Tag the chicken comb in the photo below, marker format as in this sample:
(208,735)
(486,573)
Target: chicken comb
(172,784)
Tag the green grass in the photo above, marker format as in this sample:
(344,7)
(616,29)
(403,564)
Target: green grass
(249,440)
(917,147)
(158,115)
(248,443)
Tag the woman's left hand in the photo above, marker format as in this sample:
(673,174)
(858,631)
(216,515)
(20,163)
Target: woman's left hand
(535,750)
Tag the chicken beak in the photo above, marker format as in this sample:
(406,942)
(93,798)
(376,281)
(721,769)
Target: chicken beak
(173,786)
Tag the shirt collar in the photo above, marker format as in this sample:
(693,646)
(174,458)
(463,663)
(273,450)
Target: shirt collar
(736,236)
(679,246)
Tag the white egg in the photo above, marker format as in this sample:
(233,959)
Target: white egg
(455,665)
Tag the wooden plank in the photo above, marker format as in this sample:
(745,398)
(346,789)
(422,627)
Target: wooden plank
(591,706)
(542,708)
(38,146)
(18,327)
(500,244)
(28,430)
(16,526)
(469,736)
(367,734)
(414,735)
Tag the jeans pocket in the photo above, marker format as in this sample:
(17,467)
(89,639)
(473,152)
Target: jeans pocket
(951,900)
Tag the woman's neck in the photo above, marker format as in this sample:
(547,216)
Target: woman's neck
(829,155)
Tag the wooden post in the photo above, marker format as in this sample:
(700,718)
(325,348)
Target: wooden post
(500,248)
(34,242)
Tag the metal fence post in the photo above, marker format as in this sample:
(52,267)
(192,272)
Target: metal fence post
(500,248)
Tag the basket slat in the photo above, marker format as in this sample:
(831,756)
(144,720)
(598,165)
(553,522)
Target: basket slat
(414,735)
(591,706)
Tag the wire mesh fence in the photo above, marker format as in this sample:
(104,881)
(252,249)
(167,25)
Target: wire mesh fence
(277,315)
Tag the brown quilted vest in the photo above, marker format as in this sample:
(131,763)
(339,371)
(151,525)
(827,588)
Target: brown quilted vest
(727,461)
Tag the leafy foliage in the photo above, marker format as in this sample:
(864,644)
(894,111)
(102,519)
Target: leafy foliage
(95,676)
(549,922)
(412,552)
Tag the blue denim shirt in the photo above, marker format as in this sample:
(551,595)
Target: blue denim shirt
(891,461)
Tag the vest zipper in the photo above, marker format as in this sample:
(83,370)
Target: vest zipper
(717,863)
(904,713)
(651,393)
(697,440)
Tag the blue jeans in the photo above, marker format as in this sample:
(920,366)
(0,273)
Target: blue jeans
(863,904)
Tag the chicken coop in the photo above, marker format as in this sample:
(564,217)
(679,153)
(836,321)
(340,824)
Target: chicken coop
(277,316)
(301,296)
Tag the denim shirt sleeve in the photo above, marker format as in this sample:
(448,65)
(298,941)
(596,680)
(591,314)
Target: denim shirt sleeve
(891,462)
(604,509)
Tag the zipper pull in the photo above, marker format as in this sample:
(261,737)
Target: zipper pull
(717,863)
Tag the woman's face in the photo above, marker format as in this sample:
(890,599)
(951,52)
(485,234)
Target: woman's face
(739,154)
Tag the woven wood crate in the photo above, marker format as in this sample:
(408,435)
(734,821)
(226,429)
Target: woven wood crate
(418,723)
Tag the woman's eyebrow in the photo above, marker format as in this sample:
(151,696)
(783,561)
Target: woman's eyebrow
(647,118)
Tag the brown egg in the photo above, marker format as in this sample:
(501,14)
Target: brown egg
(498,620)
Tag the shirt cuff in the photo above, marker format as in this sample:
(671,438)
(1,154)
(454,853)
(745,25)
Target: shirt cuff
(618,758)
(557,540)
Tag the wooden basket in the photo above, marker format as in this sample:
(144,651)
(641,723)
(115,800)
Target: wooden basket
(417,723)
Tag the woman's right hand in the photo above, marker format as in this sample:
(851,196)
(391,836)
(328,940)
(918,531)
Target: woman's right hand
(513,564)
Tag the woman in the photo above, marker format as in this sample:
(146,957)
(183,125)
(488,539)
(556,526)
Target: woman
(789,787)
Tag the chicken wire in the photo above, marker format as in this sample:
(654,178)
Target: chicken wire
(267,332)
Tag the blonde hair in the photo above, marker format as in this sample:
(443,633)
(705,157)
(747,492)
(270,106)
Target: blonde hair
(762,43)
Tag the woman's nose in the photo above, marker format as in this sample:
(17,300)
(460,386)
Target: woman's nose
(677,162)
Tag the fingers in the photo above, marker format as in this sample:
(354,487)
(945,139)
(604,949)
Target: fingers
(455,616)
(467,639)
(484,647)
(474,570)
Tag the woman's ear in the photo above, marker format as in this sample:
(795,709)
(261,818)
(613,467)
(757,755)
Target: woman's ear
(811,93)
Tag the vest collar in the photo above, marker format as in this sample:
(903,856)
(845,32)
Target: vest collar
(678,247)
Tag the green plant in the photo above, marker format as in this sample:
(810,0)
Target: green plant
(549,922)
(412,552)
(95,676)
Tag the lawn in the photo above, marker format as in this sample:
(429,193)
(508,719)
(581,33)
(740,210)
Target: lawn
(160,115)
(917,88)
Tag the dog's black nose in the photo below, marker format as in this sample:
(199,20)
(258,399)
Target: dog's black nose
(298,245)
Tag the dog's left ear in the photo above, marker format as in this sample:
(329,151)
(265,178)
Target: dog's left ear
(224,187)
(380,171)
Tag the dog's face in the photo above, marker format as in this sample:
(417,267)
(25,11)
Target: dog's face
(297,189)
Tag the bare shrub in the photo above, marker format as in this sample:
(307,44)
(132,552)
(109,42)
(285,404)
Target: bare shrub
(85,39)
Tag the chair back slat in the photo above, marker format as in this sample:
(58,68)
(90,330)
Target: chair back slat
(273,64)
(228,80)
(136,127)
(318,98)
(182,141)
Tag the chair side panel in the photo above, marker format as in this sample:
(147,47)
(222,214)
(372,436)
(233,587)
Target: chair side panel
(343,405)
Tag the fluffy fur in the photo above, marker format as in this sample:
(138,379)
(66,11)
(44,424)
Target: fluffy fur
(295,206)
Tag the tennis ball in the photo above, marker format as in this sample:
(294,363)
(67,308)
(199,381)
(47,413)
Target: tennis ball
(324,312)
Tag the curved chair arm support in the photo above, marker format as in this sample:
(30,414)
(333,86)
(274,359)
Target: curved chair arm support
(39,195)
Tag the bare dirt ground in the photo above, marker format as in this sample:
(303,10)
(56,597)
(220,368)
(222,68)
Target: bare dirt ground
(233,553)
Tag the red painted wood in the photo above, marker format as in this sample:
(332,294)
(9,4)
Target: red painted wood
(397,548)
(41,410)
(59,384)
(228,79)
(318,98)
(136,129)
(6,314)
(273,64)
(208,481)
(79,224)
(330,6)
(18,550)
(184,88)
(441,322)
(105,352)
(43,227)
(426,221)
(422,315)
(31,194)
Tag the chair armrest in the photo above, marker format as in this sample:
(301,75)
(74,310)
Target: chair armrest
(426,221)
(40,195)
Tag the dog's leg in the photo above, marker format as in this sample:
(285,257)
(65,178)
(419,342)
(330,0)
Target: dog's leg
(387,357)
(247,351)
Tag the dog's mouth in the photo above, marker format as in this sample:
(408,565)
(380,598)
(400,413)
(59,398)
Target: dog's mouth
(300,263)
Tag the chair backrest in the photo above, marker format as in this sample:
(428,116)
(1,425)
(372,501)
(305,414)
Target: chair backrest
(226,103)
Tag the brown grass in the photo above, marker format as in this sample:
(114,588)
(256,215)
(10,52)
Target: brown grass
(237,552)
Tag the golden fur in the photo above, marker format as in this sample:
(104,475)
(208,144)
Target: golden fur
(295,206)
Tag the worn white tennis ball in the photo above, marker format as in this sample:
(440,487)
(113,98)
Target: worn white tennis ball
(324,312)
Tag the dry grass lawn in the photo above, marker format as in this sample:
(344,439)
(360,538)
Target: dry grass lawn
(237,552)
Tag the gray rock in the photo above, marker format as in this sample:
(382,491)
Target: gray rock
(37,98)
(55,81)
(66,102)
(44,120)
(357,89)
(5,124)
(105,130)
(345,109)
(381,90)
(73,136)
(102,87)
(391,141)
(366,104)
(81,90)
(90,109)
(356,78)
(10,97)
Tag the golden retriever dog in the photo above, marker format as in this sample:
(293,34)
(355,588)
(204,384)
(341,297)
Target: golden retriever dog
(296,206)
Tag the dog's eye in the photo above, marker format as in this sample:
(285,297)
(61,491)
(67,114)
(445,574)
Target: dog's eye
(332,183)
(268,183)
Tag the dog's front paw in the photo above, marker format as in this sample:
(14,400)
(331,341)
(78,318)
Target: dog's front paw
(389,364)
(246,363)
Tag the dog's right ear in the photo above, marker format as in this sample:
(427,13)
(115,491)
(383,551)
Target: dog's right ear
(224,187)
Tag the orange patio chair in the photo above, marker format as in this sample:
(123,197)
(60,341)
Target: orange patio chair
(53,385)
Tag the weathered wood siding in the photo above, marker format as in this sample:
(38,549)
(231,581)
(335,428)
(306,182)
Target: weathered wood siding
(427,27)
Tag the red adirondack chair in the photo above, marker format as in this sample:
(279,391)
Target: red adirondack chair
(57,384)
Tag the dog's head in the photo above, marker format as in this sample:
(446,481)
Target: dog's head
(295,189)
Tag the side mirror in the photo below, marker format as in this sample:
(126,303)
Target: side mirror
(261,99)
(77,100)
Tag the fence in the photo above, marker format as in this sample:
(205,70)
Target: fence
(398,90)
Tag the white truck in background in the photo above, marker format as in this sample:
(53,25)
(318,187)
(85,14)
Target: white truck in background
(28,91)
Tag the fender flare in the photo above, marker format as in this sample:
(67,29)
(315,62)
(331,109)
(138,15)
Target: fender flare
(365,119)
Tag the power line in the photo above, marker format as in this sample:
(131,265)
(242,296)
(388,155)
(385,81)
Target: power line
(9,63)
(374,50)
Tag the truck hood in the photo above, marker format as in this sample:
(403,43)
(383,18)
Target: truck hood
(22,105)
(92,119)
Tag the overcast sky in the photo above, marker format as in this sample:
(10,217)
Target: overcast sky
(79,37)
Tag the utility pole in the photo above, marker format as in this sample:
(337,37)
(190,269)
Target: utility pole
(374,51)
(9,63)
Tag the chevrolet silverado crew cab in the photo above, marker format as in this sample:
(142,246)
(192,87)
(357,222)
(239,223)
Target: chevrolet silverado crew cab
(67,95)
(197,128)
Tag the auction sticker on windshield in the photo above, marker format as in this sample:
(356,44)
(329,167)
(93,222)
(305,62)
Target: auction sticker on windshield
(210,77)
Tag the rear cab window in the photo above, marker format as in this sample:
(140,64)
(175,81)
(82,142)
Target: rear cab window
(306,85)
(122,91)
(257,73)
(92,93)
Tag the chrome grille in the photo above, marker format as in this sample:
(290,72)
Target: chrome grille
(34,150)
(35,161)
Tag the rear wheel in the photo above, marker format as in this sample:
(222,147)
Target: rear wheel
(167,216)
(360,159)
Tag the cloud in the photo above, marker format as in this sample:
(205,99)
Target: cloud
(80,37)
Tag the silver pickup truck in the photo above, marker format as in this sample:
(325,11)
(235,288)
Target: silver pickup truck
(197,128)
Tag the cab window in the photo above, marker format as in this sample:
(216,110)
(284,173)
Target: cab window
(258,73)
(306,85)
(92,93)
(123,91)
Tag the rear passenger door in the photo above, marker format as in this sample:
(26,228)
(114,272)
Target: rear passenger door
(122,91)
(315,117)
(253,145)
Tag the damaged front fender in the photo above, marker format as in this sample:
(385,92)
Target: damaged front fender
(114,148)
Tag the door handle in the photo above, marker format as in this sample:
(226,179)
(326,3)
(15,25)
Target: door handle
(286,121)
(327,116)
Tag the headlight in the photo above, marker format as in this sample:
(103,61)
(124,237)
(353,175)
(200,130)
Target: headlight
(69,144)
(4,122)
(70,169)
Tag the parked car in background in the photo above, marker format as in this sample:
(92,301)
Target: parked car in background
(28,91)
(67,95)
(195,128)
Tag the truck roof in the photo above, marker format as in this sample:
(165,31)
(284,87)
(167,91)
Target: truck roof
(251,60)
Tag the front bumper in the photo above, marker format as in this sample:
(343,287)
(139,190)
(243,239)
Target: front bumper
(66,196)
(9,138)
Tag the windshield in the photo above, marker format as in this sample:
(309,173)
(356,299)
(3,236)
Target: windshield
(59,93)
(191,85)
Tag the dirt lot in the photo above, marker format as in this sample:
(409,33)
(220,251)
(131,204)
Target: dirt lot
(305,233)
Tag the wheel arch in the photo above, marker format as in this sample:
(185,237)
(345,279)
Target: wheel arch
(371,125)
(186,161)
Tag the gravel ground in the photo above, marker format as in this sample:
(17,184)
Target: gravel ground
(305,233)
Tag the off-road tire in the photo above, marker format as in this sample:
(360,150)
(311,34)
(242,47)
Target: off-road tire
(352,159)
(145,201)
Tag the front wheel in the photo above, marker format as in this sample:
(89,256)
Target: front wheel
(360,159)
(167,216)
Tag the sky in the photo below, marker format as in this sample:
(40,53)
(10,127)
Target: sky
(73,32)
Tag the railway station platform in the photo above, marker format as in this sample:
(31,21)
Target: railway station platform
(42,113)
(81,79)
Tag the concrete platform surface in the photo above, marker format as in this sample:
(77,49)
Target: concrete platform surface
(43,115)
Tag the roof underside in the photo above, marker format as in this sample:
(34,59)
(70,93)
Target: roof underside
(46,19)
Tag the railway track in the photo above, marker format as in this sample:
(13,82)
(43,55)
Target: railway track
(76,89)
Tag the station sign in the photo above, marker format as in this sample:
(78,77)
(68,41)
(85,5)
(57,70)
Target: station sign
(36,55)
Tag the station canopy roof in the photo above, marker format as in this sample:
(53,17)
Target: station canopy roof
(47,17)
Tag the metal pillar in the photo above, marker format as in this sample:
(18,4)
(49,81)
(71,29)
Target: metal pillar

• Goal of the exercise:
Find every line in the records that uses the string "below", then copy it.

• Task result:
Tag the chicken comb in the photo below, marker format as in this sample:
Tag the dog's black nose in the photo below, marker format as in this sample:
Tag the side mirror in the photo below, marker format as in this sample:
Tag the sky in the photo below, marker format as in this sample:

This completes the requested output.